— Begin —

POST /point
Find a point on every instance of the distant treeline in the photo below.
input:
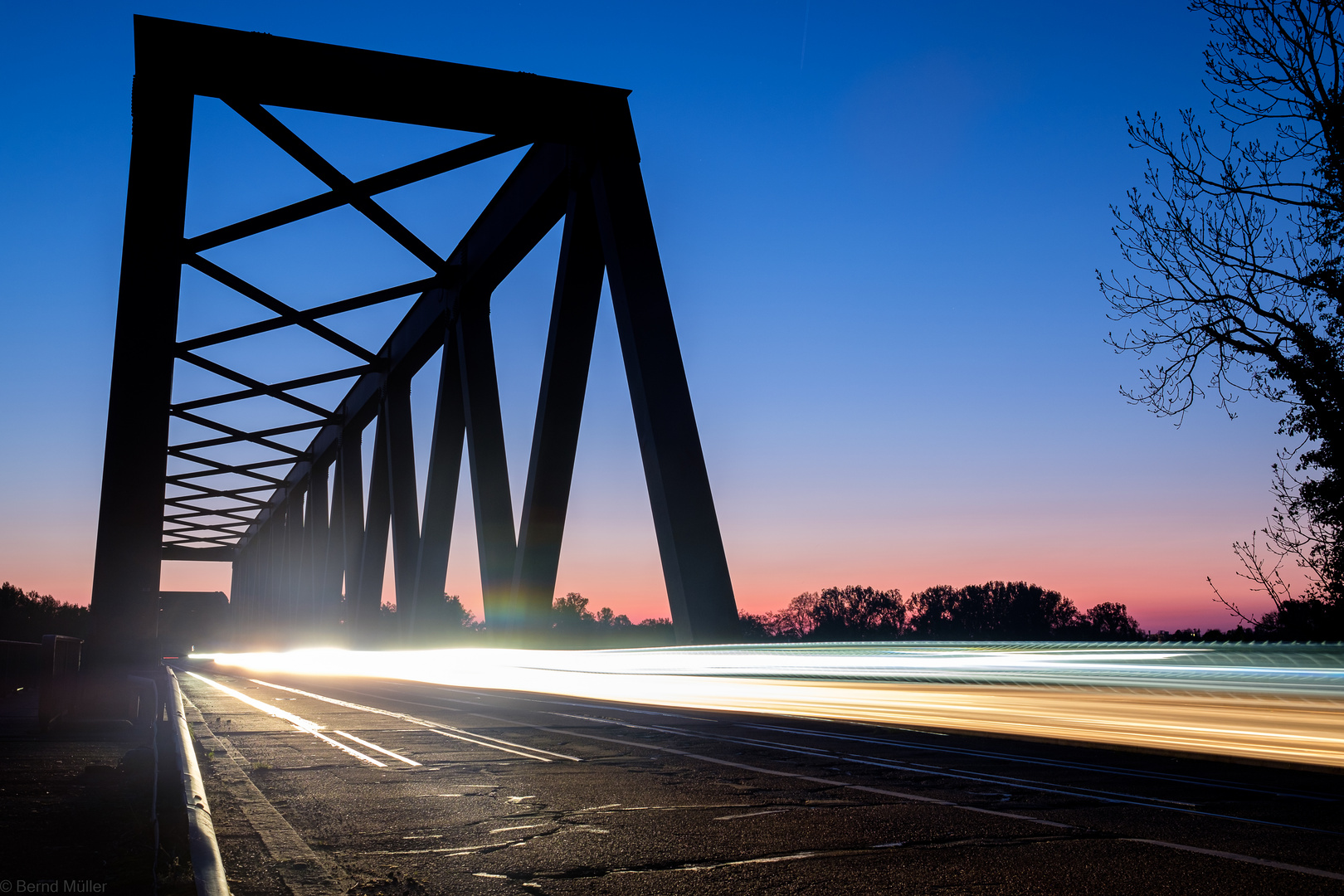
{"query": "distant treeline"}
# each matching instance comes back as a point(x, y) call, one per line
point(28, 616)
point(990, 611)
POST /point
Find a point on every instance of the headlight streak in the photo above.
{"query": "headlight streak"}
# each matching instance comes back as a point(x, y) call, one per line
point(1274, 703)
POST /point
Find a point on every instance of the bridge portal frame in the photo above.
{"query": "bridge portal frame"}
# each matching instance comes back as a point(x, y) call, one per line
point(293, 551)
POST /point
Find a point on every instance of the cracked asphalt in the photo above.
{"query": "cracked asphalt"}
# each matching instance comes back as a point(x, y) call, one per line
point(324, 785)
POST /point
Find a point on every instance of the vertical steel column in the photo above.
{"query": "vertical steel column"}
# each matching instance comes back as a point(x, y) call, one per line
point(314, 568)
point(295, 527)
point(488, 464)
point(694, 563)
point(353, 520)
point(446, 469)
point(275, 613)
point(405, 509)
point(124, 606)
point(374, 558)
point(335, 572)
point(559, 407)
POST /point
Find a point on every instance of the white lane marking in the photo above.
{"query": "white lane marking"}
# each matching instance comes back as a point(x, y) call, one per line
point(929, 800)
point(300, 723)
point(382, 750)
point(951, 772)
point(448, 731)
point(440, 705)
point(1238, 857)
point(752, 815)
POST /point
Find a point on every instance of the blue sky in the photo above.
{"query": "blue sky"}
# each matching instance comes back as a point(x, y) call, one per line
point(879, 225)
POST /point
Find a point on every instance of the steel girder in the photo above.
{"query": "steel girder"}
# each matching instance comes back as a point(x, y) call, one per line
point(307, 553)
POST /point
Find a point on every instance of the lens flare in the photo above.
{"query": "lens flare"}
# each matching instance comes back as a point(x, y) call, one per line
point(1270, 703)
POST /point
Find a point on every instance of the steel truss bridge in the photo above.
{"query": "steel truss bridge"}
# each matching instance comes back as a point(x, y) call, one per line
point(305, 547)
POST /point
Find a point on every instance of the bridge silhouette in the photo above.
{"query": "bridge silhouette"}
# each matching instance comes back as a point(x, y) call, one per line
point(308, 551)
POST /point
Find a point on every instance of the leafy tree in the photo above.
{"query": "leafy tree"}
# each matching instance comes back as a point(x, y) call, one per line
point(1012, 611)
point(28, 616)
point(1107, 621)
point(1235, 250)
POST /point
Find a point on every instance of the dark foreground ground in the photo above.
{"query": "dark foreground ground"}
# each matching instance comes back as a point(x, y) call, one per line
point(537, 794)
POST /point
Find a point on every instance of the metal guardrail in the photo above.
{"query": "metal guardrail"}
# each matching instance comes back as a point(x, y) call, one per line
point(206, 861)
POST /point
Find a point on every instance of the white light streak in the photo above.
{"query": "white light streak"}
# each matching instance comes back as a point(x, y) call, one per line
point(1259, 702)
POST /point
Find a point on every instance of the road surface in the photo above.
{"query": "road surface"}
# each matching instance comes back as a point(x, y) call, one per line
point(329, 785)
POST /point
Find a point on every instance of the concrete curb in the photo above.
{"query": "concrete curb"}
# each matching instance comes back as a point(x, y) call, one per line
point(206, 861)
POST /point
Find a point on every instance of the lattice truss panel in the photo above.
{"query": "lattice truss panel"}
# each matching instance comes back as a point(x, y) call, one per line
point(236, 434)
point(241, 436)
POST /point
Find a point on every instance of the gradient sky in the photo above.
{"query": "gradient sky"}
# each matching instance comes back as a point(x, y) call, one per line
point(879, 225)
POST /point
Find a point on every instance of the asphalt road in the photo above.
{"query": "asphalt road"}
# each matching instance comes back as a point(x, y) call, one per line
point(323, 785)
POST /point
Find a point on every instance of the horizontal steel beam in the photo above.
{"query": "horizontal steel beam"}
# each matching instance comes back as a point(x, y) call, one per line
point(343, 80)
point(178, 553)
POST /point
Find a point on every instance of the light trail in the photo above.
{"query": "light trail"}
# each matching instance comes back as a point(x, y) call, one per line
point(300, 723)
point(1270, 703)
point(438, 728)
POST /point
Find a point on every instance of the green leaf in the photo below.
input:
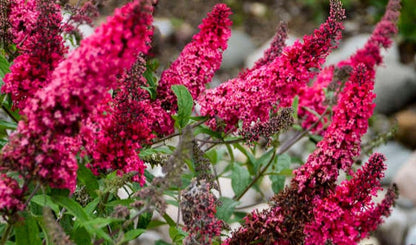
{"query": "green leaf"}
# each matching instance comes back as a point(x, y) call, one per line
point(144, 220)
point(99, 222)
point(151, 151)
point(202, 129)
point(161, 242)
point(89, 209)
point(86, 177)
point(226, 209)
point(81, 236)
point(169, 220)
point(72, 207)
point(185, 104)
point(4, 68)
point(263, 160)
point(28, 231)
point(278, 181)
point(177, 235)
point(45, 200)
point(132, 234)
point(240, 178)
point(7, 125)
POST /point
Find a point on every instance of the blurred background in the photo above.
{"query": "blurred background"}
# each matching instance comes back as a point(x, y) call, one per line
point(393, 127)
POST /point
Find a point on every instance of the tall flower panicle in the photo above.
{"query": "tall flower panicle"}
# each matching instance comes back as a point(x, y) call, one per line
point(341, 143)
point(36, 28)
point(348, 214)
point(199, 60)
point(313, 97)
point(284, 223)
point(198, 208)
point(130, 118)
point(252, 97)
point(42, 148)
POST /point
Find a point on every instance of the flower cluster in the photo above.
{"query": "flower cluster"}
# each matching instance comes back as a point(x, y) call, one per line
point(279, 123)
point(338, 212)
point(198, 208)
point(43, 147)
point(313, 97)
point(36, 28)
point(251, 97)
point(349, 214)
point(199, 60)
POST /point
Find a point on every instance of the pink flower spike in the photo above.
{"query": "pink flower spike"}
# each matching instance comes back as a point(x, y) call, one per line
point(199, 60)
point(251, 98)
point(77, 87)
point(36, 28)
point(349, 214)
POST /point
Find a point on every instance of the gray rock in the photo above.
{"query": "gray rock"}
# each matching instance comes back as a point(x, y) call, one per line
point(405, 179)
point(396, 156)
point(239, 46)
point(411, 235)
point(395, 87)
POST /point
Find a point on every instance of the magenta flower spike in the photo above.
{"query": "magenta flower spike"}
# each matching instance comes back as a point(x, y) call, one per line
point(251, 98)
point(198, 61)
point(348, 214)
point(369, 55)
point(43, 148)
point(36, 31)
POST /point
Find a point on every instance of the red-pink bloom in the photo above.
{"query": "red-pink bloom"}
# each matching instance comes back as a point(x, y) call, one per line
point(113, 140)
point(36, 28)
point(199, 60)
point(348, 214)
point(341, 143)
point(313, 97)
point(250, 98)
point(41, 147)
point(316, 179)
point(10, 195)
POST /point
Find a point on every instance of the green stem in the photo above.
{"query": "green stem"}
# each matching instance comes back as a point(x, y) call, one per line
point(9, 114)
point(6, 234)
point(280, 151)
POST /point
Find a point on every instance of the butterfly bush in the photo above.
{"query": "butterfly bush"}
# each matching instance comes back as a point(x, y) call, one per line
point(313, 97)
point(251, 97)
point(42, 148)
point(35, 28)
point(98, 106)
point(198, 61)
point(292, 219)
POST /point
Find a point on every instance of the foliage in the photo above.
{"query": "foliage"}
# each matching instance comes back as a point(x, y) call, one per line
point(86, 131)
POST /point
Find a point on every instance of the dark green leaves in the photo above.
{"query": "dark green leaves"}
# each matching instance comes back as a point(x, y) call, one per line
point(4, 68)
point(28, 231)
point(185, 105)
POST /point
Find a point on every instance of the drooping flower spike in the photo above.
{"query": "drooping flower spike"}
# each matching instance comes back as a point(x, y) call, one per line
point(199, 60)
point(313, 97)
point(43, 147)
point(36, 31)
point(252, 97)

— End —

#### STATED PROBLEM:
Print every one of the records above verbatim, and leave the pictures out.

#### ANSWER TO THIS TASK:
POST /point
Find a point on every instance of the distant treeline in the photo below.
input:
{"query": "distant treeline"}
# each matching instance comes back as a point(x, y) call, one per line
point(28, 616)
point(990, 611)
POST /point
Find a point on every instance of the headlight streak in the photo above.
{"query": "headlight streak"}
# each matching instance comes back as a point(x, y) call, one per line
point(1274, 703)
POST /point
Find a point on every instance of the bridge portal frame in the photo above.
{"query": "bridge portal frame"}
# each matching instance comes back as a point(x, y) call, one per line
point(293, 551)
POST /point
Find a point on every instance of the cracked asphalt in the photo above.
{"query": "cracked asphalt"}
# each matching instance comes back as a point(x, y) call, one per line
point(324, 785)
POST /point
Find a point on every instance of the vertical steel column in the photo above.
{"query": "vertical steel column"}
# each matching instance comes back as a point(x, y) call, one per line
point(314, 568)
point(295, 527)
point(488, 464)
point(694, 563)
point(353, 520)
point(446, 469)
point(275, 613)
point(405, 509)
point(124, 606)
point(374, 558)
point(335, 572)
point(559, 407)
POST /point
Find a point on every instance of the white lane marking in the photo above.
{"query": "white lane marking"}
# each matching instance comes back as a point(x, y) call, one per line
point(929, 800)
point(300, 723)
point(382, 750)
point(951, 772)
point(448, 731)
point(440, 705)
point(1238, 857)
point(752, 815)
POST /point
Find a point on every instance of the blue sky in the photo above.
{"query": "blue sky"}
# each matching instance comes back as a point(x, y) call, one per line
point(879, 225)
POST /point
Find a point on every instance of the steel girder in the photo above.
{"query": "steel girder"}
# each matching instance comes back as a point(x, y) call, one per line
point(307, 553)
POST /point
Find a point on every instance of the lens flare in the photo above.
{"query": "lens flare"}
# each matching instance comes back as a point(x, y) call, one per line
point(1270, 703)
POST /point
Find a point on every instance of the steel truss bridge in the photo above.
{"query": "steel truss bridge"}
# each matching instance comes back as a point(x, y) call, one per line
point(305, 547)
POST /point
Find a point on every instance of the bridge silhouette in the photo above.
{"query": "bridge silhouette"}
# each matching instance comes back as a point(x, y) call, one per line
point(308, 551)
POST /point
Find a point on every instance of the leafy tree in the photo above.
{"query": "leafy tree"}
# each matching instance comes back as a point(x, y) call, one per line
point(1012, 611)
point(28, 616)
point(1107, 621)
point(1235, 250)
POST /point
Find a point on every instance of the dark foreground ground in the photo above.
{"query": "dark foreground ground"}
# each matching instance comes back as a point(x, y) call, one per line
point(537, 794)
POST /point
Find a point on every instance of the metal guardrail in the photo above.
{"query": "metal guardrail"}
# each matching instance comes back as a point(x, y) call, one per line
point(206, 861)
POST /point
Find a point on every instance of the white light streak in the photo above.
{"query": "white light streak"}
# each matching instance comes back as a point(x, y) call, one per line
point(1259, 702)
POST /point
Find a point on every instance of the road surface in the photo above.
{"query": "road surface"}
# each matching instance comes back as a point(x, y) call, one per line
point(329, 785)
POST /point
Find a point on every instance of the concrete curb in the photo above.
{"query": "concrete curb"}
# each matching instance comes back as a point(x, y) call, one per line
point(206, 861)
POST /point
Find a point on every instance of the lattice truss panel in the photo above.
{"query": "lattice truss panel"}
# each matching instance comes back as a point(x, y) call, one per line
point(236, 434)
point(241, 436)
POST /point
Find a point on every instance of the gradient sky in the photo above.
{"query": "gradient sky"}
# each matching instance comes back as a point(x, y) call, one per line
point(879, 225)
POST /point
Find a point on every instance of the asphalt road in the photo above.
{"query": "asphalt road"}
# each matching instance comes back as a point(x, y) call, one per line
point(323, 785)
POST /point
Find a point on every instance of the horizontal steel beam in the photo above.
{"query": "horizontal steel beam"}
# each matching instance comes back as a point(x, y) call, one per line
point(343, 80)
point(178, 553)
POST /point
Find a point on every instance of the light trail in the photo above.
{"query": "light trail"}
# each matching instance comes back as a point(x, y) call, one per line
point(300, 723)
point(1270, 703)
point(438, 728)
POST /point
Find a point on every instance of the green leaf in the photo below.
input:
{"query": "green leaf"}
# each matching instance comes back as a point(x, y) call, one per line
point(144, 220)
point(99, 222)
point(151, 151)
point(202, 129)
point(161, 242)
point(89, 209)
point(86, 177)
point(226, 209)
point(81, 236)
point(169, 220)
point(72, 207)
point(185, 104)
point(4, 68)
point(263, 160)
point(28, 231)
point(278, 181)
point(177, 235)
point(45, 200)
point(132, 234)
point(240, 178)
point(7, 125)
POST /point
Find a point on every instance of the blurred background in the photo above.
{"query": "blurred background"}
# each matching instance comes back as a point(x, y) call, one per line
point(393, 127)
POST /point
Find a point on every instance of the tall flower panicle in the photo above.
{"query": "tall flower panicle"}
# each matching instance comes back as a point(x, y) call, one per line
point(341, 143)
point(36, 28)
point(348, 214)
point(199, 60)
point(313, 97)
point(284, 223)
point(198, 208)
point(130, 118)
point(252, 97)
point(42, 148)
POST /point
Find a point on every instance of the flower cluster in the photo above.
{"query": "flower cluster"}
# each matching instance comes back as a point(x, y) call, one per line
point(279, 123)
point(338, 212)
point(198, 208)
point(43, 147)
point(313, 97)
point(36, 28)
point(251, 97)
point(349, 214)
point(199, 60)
POST /point
Find a point on every instance of the pink flower spike in the photo above.
{"query": "pink flower spike"}
# each matching instance comes back as a point(x, y) call, one per line
point(199, 60)
point(251, 98)
point(77, 87)
point(36, 28)
point(349, 214)
POST /point
Find a point on every instance of the gray rock in the photo above.
{"query": "gray rock"}
# each matching instance comes back as a point(x, y) call, one per line
point(405, 179)
point(396, 156)
point(239, 46)
point(411, 235)
point(395, 87)
POST /point
Find a point on every instance of the magenta flower spike in the photo above.
{"query": "magenta flower spike"}
# each matching instance comes back as a point(x, y) call, one per line
point(251, 98)
point(198, 61)
point(348, 214)
point(369, 55)
point(43, 148)
point(36, 31)
POST /point
Find a point on every instance of the red-pink bloom in the photo above.
{"query": "red-pink bloom"}
# each matching instance comes back as a point(x, y) call, one per line
point(113, 140)
point(36, 28)
point(199, 60)
point(348, 214)
point(341, 143)
point(313, 97)
point(250, 98)
point(41, 147)
point(316, 179)
point(10, 195)
POST /point
Find a point on every instance of the green stem in the photo above.
{"query": "green stem"}
# each matching instance comes back as a point(x, y) call, one per line
point(9, 114)
point(6, 234)
point(280, 151)
POST /point
Find a point on every instance of the butterfly bush in the photo above.
{"query": "butterfly bush"}
# each matching instance comes back as a point(x, y) call, one per line
point(313, 97)
point(251, 97)
point(42, 148)
point(35, 28)
point(98, 106)
point(198, 61)
point(292, 219)
POST /point
Find a point on every instance of the foliage in the photo above.
{"query": "foliage"}
# each matching instance comes back as a point(x, y) call, one per line
point(86, 131)
POST /point
Find a point on every instance of the dark green leaves in the photo above.
{"query": "dark green leaves"}
# each matching instance comes back as a point(x, y) call, one per line
point(4, 68)
point(28, 231)
point(185, 105)
POST /point
Find a point on every instance of the drooping flower spike in the photo above.
{"query": "drooping flower spike"}
# each matching instance comes back as a point(x, y) call, one per line
point(199, 60)
point(313, 97)
point(43, 147)
point(36, 31)
point(252, 97)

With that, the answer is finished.